Region pointing data
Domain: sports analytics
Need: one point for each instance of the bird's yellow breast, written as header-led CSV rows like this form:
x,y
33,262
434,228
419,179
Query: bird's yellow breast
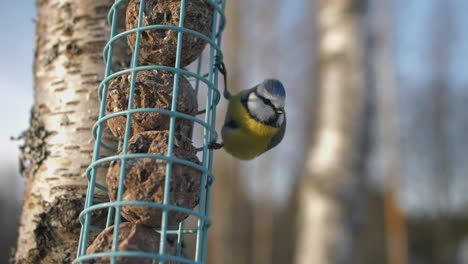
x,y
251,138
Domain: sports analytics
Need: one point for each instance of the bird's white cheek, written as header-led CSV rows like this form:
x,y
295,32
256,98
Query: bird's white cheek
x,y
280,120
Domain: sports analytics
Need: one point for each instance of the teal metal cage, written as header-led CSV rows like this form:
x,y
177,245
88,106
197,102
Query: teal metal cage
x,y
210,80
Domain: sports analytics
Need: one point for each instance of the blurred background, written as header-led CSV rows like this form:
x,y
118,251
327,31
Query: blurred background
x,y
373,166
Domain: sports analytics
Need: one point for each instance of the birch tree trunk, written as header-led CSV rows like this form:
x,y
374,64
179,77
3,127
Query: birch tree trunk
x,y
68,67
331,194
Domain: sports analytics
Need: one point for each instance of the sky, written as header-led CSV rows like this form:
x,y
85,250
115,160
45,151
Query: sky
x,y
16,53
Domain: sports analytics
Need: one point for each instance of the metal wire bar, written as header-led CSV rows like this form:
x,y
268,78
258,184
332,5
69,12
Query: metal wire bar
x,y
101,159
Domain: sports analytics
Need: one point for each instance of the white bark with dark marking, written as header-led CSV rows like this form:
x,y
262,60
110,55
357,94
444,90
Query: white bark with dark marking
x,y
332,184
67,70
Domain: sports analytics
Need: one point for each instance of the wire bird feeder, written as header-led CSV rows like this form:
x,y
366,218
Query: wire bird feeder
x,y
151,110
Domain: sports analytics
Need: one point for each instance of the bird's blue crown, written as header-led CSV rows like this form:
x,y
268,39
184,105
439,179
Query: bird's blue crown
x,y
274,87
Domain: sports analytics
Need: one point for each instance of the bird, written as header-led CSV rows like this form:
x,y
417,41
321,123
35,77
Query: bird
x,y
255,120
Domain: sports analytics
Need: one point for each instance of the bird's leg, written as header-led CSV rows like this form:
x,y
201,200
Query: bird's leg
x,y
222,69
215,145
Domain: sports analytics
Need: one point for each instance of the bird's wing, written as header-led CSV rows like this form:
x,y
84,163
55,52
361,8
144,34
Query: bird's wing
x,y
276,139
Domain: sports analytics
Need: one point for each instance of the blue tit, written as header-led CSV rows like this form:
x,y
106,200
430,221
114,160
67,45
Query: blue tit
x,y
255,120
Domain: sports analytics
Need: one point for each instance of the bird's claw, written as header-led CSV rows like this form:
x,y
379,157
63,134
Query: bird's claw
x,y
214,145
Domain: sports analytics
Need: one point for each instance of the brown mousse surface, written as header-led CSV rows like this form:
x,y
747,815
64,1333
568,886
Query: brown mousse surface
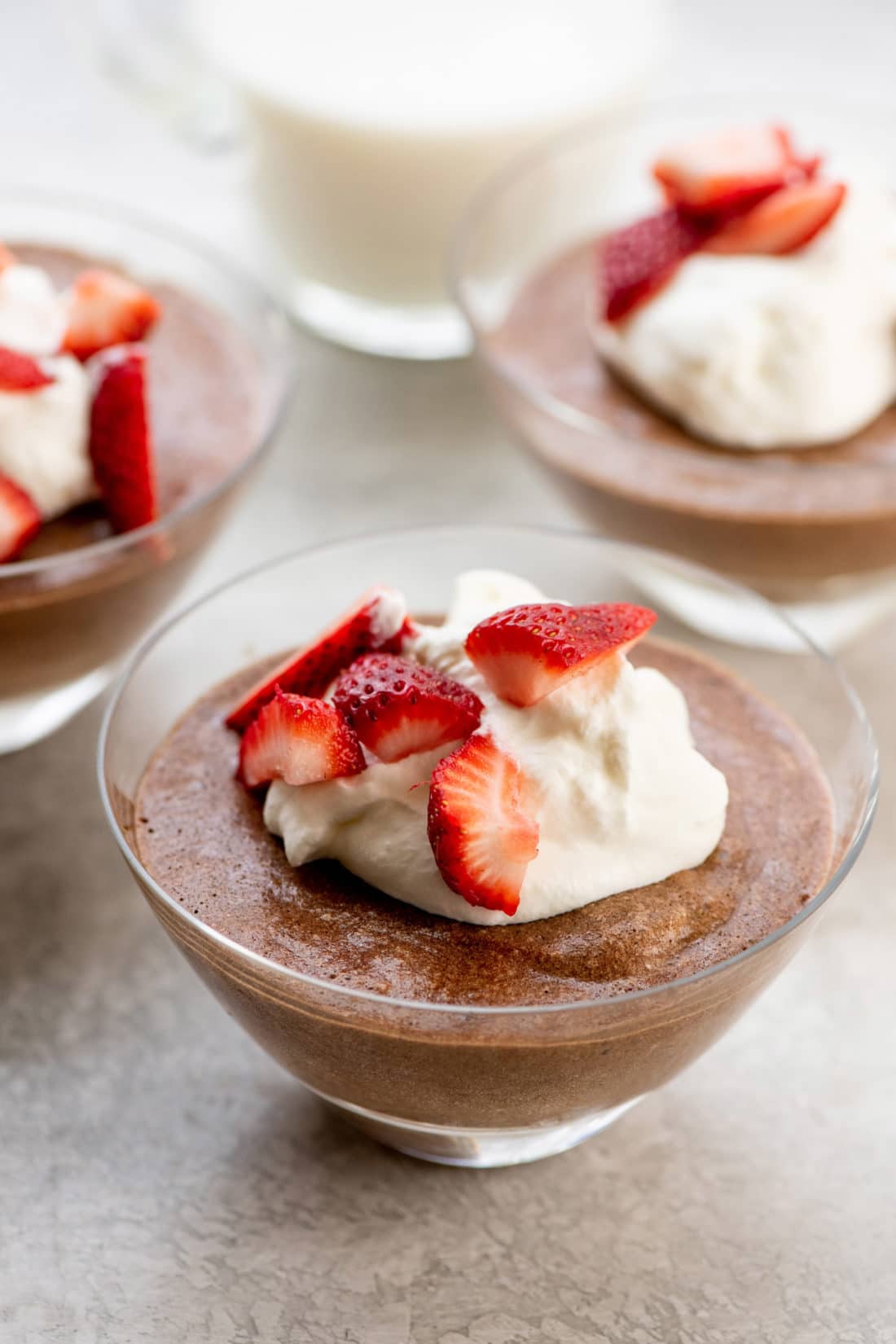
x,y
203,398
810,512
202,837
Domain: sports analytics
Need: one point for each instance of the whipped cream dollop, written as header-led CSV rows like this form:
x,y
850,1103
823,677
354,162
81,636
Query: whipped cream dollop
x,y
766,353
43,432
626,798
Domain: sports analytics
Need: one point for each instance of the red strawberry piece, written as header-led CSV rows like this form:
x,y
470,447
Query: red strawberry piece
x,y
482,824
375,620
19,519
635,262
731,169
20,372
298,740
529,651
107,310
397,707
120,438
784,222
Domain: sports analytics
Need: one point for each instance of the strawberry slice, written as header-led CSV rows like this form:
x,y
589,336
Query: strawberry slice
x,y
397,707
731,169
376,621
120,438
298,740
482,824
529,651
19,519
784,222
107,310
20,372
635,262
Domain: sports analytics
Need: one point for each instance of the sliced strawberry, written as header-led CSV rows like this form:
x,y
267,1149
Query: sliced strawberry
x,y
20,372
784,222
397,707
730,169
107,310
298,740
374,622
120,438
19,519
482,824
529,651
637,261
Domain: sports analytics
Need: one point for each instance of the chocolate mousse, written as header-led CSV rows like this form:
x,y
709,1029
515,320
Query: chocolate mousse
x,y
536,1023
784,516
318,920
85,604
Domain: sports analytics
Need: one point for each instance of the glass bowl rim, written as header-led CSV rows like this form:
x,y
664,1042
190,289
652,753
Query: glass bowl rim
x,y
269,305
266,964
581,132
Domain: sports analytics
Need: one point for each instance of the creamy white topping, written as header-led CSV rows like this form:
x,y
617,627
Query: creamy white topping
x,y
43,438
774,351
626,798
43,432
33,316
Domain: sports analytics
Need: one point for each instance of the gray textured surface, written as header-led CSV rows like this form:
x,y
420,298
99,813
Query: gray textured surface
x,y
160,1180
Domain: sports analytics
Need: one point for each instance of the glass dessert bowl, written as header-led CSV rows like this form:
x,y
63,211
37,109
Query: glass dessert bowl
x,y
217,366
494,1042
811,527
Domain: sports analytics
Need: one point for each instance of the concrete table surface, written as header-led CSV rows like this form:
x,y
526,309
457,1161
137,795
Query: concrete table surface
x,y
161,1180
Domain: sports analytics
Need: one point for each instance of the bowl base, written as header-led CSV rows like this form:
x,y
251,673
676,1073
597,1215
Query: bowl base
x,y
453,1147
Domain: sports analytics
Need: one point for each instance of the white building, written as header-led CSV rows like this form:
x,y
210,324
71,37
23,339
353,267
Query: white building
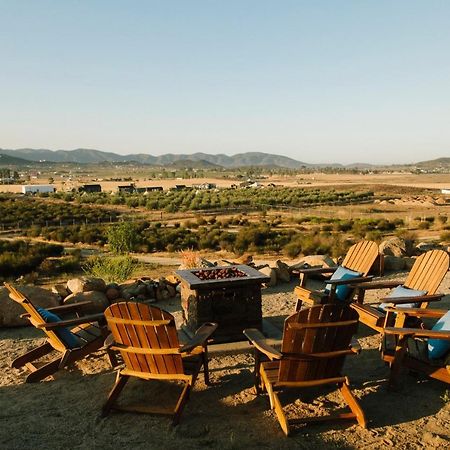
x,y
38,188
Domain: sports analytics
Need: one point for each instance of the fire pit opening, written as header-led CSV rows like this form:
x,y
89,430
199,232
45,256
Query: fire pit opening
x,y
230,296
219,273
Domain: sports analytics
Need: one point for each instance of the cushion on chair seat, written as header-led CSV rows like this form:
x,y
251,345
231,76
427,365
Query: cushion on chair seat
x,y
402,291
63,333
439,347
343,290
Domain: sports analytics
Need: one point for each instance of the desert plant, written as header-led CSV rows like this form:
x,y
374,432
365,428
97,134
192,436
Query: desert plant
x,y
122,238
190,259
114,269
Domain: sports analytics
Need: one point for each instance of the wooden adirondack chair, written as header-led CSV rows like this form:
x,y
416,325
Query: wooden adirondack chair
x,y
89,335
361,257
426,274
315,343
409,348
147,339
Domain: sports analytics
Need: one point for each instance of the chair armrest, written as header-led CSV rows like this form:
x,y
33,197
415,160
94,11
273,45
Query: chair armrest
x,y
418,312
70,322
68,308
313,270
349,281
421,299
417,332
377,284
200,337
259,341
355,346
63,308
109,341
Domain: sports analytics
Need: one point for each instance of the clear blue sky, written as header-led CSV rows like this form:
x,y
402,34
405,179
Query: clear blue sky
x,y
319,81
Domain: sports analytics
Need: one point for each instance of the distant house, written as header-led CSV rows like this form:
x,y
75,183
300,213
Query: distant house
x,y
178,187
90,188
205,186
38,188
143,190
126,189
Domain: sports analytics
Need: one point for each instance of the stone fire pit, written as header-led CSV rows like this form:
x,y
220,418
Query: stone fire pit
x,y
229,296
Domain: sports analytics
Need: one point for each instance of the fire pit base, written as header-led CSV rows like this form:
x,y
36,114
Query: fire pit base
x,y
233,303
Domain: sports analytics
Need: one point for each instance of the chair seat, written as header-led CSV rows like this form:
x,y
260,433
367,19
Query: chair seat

> EXERCISE DESCRIPTION: Copy the preceding data in full and word for word, dropping its pictures.

> SOLVED PROBLEM:
Domain: sports analytics
Need: one point for each instance of the bird's yellow breast, written as header-led CSV rows like this form:
x,y
33,262
434,228
419,179
Query: bird's yellow breast
x,y
251,138
Domain: sports analytics
Need: one point for each instance of the bird's white cheek, written as header-led CSV rows like this form:
x,y
295,32
256,98
Query: bird's white cheek
x,y
280,120
Domain: sports analytics
Need: one point for each instance of the teal metal cage, written as header-led CSV rows like this form:
x,y
177,245
88,106
197,102
Query: teal metal cage
x,y
210,80
Domain: sports analytics
Need: one point for each instance of the blurred background, written as header-led CSV rows like this form:
x,y
118,251
327,31
Query: blurred background
x,y
373,166
Domain: sports analytics
Need: one point for each instance of the birch tree trunk, written as header-led CSV rows like this form:
x,y
374,64
179,77
3,127
Query: birch tree trunk
x,y
68,67
331,194
Domain: sports analytics
Need: one point for each instance of the sky, written as header-led CSV rows like this form:
x,y
85,250
115,160
45,151
Query: sky
x,y
16,53
Domain: sports analytics
Need: one point for each instance of the metal wire bar, written as header-led CSV rows like this form:
x,y
268,78
258,184
332,5
69,12
Query: metal wire bar
x,y
101,159
Domain: sports analytics
Need: one point for each instance of the white bark with dark marking, written as header-led CSV rows like this form:
x,y
262,60
110,55
357,94
444,90
Query: white bark with dark marking
x,y
332,184
67,70
Domain: sports analytics
Need: one point for each instance of the wire bird feeder, written as header-led CSV rows like this form:
x,y
366,218
Query: wire bird feeder
x,y
151,110
Domain: sports analytics
Need: one point for each instance of the bird's blue crown, written as header-led CSV rows like this form:
x,y
268,39
184,105
439,179
Query: bird's blue crown
x,y
274,87
Domain: sports analytics
Need: one point for each instance of the bird, written as header-led CSV rows like this form:
x,y
417,41
321,123
35,77
Query: bird
x,y
255,120
Domain: sports analytics
Need: one point for each instance of the bird's leg, written as header-led CSV rows like this form:
x,y
201,200
Query: bird's leg
x,y
222,69
215,145
Domain: sports analytics
Need: one point for each instance of the bird's wing, written as header-led CSV rows like this form:
x,y
84,163
55,52
361,8
144,34
Query: bird's wing
x,y
276,139
Domain: sports analytics
Need: one point for each instance of the blue tit, written as header-led CSV rows like this form:
x,y
106,200
430,221
114,160
67,45
Query: blue tit
x,y
255,120
Domain: sports analytics
Need: one point for each instance of the bird's claw, written as header-led CSV rows like this form:
x,y
379,157
63,134
Query: bird's claw
x,y
214,145
Domain: sports analytics
Need: one point for each instance of the brown mousse surface, written as header-led CSV rows like this form:
x,y
747,815
64,1333
568,886
Query: brown mousse surface
x,y
203,398
810,512
202,837
Domain: sports analytics
Need: one point for each instance of the whipped cream dollop, written as header-led CSV rows like this form:
x,y
850,1103
823,677
354,162
81,636
Query: whipped cream dollop
x,y
766,353
43,432
626,798
Domain: sports analytics
Need: one point for each instance of the red strawberry piece, written as header-led CSV rows like this form:
x,y
470,447
Query: red strawberry piece
x,y
482,824
375,620
19,519
635,262
731,169
20,372
298,740
529,651
107,310
397,707
120,438
784,222
Domain: sports analytics
Need: one point for each instance of the strawberry slice, written as header-led CSV rows like this form:
x,y
589,336
Query: strawberry slice
x,y
397,707
731,169
376,621
120,438
298,740
482,824
529,651
19,519
784,222
107,310
20,372
635,262
Domain: sports analytics
Need: one point for each instance of the sliced strawberry, written as header-led CSV rows like this form:
x,y
267,1149
Query: sliced strawberry
x,y
20,372
784,222
397,707
730,169
107,310
298,740
374,622
120,438
19,519
482,824
529,651
637,261
Domain: sports analytics
Need: one point for each instance of the chocolate mousse, written as header-led CSV rows like this form:
x,y
709,1029
515,320
Query: chocolate mousse
x,y
536,1023
784,516
318,920
85,604
Domain: sports analytics
Need: one point for each instance of the glass bowl rim, written as header-led CSV rows like this form:
x,y
664,1042
190,289
652,753
Query: glass bowl rim
x,y
269,305
266,964
581,132
Domain: sports analytics
Need: one point for each instance of the creamy white topping, written as header-led CSV rows like this form:
x,y
617,627
Query: creamy white topping
x,y
43,438
774,351
626,798
43,432
33,316
Domain: sports analytics
Need: one point for each instance of the gray textured surface, written as header-led CSV rows like this form:
x,y
420,298
99,813
Query: gray textured surface
x,y
160,1180
Domain: sports analytics
Need: one point for each instance of the glass dessert bowl, written as header-led CSV rows like this form:
x,y
63,211
37,109
Query: glass dessert bowl
x,y
217,366
494,1042
811,527
Domain: sports analytics
Need: one point for each instance of the concrete table surface, written as header-led CSV rows like this form:
x,y
526,309
457,1161
137,795
Query: concrete table surface
x,y
161,1180
Domain: sports analytics
Need: one point for each instance of the bowl base, written as header-led CSV rows like this form:
x,y
251,673
676,1073
597,1215
Query: bowl base
x,y
453,1147
Domain: sports analytics
Need: one point for each instance of the white building, written as header-led CSV rows like this form:
x,y
210,324
71,37
23,339
353,267
Query: white building
x,y
38,188
Domain: sports analytics
Need: one point for each instance of the fire pit opening, written as header-led CSV rows like this form:
x,y
89,430
199,232
45,256
Query: fire pit opening
x,y
230,296
219,273
Domain: sports analytics
Need: one point for each instance of the cushion on chair seat, written as header-led CSV rows like this form:
x,y
251,345
231,76
427,365
Query: cushion on chair seat
x,y
402,291
63,333
439,347
343,290
Domain: sports analytics
Need: one point for each instance of the desert plant, written as header-led CSV rows like this form:
x,y
374,432
365,428
97,134
192,436
Query: desert plant
x,y
122,238
190,259
114,269
Domain: sports analytics
Need: one point for each instance of the wooden adirondack chair, written as header-led CSV rows like this form:
x,y
416,325
Query: wooden adirondack chair
x,y
89,335
361,257
426,274
315,343
409,348
147,339
Domain: sports analytics
Need: one point for each instance of the chair armrest, written as header-led CSV rows like this form:
x,y
33,197
415,160
94,11
273,45
Query: chair armrest
x,y
418,312
70,322
68,308
313,270
349,281
421,299
417,332
377,284
200,337
259,341
355,346
63,308
109,341
Domain: sports analytics
Need: one point for each instance of the clear blue sky, written as header-led CSV rows like this form:
x,y
402,34
405,179
Query: clear blue sky
x,y
319,81
Domain: sports analytics
Need: one point for each instance of the distant house, written as header-led CSV rows like this form:
x,y
75,183
300,213
Query: distant house
x,y
178,187
90,188
205,186
38,188
143,190
126,189
Domain: sports analytics
Need: one point for each instance of the stone fire pit, written as header-led CSV rows like this form:
x,y
220,418
Query: stone fire pit
x,y
229,296
Domain: sports analytics
Need: one point for each instance of the fire pit base, written as header-led CSV rows like this form:
x,y
36,114
Query: fire pit base
x,y
233,303
Domain: sports analytics
Need: one point for each instance of the chair seat, written as header-led CSV rows like this form:
x,y
260,433
367,19
Query: chair seat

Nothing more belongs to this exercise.